Chris Padilla/Blog / Tech

Migrating Blog Previews from SSR to SSG in Next

I've re-thought how I'm rendering my blog pages.

When I developed the site initially, I wasn't too worried about the difference between SSR and SSG. If anything, I wanted to lean on server rendering blog content so scheduled posts would load after their posting time passed.

Since then, my workflow has changed over to always publishing posts when I push the changes to GitHub. Posts are markdown files that are saved in the same repo as this site, so anytime a new post goes up, the site is rebuilt.

All that to say that I've been missing out on a juicy optimization opportunity with Next's static page generation!

So it's just as easy as switching the function name from getServerSideProps over to getStaticProps, right? Not quite in my case!

Page Structure

The pages that I'm looking to switch over are my blog feed pages. So that includes:

  • /blog
  • /blog/[tag]
  • /blog/[tag]/[page]

/blog is easy enough!

* _Data under study_
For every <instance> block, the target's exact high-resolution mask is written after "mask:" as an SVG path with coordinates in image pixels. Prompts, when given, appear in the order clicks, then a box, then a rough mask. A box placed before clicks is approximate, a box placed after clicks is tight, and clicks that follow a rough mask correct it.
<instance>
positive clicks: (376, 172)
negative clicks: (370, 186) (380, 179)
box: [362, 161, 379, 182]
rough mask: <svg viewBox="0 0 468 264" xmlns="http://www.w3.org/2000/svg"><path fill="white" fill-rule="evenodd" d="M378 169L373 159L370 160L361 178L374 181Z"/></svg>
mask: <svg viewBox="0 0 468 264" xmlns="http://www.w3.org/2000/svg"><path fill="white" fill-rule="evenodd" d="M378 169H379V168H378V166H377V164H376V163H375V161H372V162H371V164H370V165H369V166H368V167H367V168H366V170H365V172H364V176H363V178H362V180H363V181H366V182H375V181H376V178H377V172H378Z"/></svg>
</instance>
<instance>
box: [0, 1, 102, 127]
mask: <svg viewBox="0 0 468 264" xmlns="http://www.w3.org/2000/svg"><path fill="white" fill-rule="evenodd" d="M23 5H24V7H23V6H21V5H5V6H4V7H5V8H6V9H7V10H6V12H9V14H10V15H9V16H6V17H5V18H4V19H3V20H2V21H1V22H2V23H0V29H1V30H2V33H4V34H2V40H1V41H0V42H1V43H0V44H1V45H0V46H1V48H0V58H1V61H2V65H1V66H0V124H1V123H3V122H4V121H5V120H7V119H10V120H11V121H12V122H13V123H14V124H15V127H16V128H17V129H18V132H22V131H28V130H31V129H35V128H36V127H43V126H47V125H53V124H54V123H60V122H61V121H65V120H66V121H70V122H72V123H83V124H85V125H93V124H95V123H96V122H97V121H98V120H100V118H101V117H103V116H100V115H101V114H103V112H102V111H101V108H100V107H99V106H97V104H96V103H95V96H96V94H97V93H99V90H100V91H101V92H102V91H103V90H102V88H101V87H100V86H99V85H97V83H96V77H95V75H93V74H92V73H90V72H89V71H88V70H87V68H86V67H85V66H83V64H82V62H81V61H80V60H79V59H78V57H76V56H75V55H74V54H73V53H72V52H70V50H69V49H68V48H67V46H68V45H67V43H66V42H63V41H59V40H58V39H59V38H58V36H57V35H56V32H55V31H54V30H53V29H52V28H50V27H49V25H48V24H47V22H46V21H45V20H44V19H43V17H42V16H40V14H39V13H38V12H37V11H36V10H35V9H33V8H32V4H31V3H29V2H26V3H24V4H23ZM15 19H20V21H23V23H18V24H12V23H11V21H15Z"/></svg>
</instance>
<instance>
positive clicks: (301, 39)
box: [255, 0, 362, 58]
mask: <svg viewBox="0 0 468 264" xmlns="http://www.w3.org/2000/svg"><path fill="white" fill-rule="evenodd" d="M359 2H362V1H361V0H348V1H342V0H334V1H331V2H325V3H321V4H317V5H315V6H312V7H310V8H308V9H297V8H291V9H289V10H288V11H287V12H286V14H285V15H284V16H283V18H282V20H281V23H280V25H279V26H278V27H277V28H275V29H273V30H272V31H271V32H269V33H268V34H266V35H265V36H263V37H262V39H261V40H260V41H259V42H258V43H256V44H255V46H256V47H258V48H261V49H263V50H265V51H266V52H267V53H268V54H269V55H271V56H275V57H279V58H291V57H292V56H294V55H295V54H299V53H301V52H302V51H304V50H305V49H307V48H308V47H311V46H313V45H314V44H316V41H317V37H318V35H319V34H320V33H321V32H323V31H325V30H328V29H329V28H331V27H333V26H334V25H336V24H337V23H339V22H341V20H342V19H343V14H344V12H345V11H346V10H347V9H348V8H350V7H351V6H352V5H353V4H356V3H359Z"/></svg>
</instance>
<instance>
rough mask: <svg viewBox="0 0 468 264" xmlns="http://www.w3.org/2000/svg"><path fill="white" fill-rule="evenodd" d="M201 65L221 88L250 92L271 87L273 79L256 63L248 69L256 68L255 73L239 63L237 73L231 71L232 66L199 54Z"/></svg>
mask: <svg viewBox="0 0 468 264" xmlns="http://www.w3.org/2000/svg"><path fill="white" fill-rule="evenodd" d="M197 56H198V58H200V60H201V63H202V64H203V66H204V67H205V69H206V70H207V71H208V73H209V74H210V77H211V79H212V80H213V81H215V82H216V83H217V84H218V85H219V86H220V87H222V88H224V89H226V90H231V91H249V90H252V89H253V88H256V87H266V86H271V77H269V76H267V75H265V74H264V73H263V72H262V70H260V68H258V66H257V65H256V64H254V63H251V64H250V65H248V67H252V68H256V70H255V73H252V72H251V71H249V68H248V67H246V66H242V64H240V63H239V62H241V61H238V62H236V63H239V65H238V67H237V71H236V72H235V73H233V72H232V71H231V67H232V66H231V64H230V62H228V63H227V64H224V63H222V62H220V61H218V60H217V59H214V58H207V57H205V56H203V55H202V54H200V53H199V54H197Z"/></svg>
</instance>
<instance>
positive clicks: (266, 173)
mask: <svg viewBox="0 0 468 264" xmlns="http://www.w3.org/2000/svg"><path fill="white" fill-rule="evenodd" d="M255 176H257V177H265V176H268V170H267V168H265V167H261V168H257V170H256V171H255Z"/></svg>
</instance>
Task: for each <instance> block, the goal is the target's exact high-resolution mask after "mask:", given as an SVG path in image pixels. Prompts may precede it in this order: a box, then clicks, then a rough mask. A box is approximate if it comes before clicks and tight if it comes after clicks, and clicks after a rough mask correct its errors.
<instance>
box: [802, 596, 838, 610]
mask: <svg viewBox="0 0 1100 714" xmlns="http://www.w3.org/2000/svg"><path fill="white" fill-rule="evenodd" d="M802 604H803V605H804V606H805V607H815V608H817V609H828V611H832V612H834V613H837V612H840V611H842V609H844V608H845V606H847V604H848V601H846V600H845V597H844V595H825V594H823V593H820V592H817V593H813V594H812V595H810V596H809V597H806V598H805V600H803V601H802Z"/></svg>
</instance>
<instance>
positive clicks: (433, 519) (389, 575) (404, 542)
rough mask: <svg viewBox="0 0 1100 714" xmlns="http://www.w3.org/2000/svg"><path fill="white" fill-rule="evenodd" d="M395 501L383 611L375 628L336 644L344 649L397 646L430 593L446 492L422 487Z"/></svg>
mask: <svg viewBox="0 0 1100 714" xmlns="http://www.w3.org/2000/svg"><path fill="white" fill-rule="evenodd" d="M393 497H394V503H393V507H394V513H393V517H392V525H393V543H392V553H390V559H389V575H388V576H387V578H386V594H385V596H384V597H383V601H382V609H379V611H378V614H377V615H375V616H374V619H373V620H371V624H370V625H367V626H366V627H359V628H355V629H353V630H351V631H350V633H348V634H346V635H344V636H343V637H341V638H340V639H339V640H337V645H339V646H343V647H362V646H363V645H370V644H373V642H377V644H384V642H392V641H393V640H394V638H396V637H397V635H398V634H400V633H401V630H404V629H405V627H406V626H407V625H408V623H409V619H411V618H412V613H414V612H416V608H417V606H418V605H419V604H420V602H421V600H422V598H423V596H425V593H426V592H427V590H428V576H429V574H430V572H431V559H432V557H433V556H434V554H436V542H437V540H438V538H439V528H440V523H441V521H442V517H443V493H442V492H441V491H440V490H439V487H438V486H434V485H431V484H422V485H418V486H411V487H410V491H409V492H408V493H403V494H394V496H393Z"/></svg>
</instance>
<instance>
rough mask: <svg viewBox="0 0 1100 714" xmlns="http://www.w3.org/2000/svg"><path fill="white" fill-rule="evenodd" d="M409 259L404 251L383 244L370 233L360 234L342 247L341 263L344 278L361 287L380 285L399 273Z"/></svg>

* _Work to complete_
Please pick up the post on migrating blog pages from SSR to SSG in Next right after its last sentence, and keep writing it.

* _Answer for this exercise_
/blog/[tag] is the landing page for any of that tags clicked on either in a post or on my homepage. Tags could be what I have listed as "primary tags" such as "music", "art", or "tech." They could also be smaller tags, such as "React" that I have linked on individual blog pages, but that I don't list on my landing page or blog index page.

Some of those tags are now rendering content through pagination! So I have to take into account [page] numbers as well.

To get the full benefit of Static rendering with dynamic routes, I'll have to provide the routes that I want generated. Next has a fallback to server render requests that don't have a static page, so I'll exclude my smaller tags and focus in on the primary tags. I'll also want to generate the paginated links, measure how many pages need to be rendered per tag.

getStaticPaths

getStaticPaths is the function where I'll be passing in my routes. This is added outside of the component alongside getStaticProps to then generate the content for those routes.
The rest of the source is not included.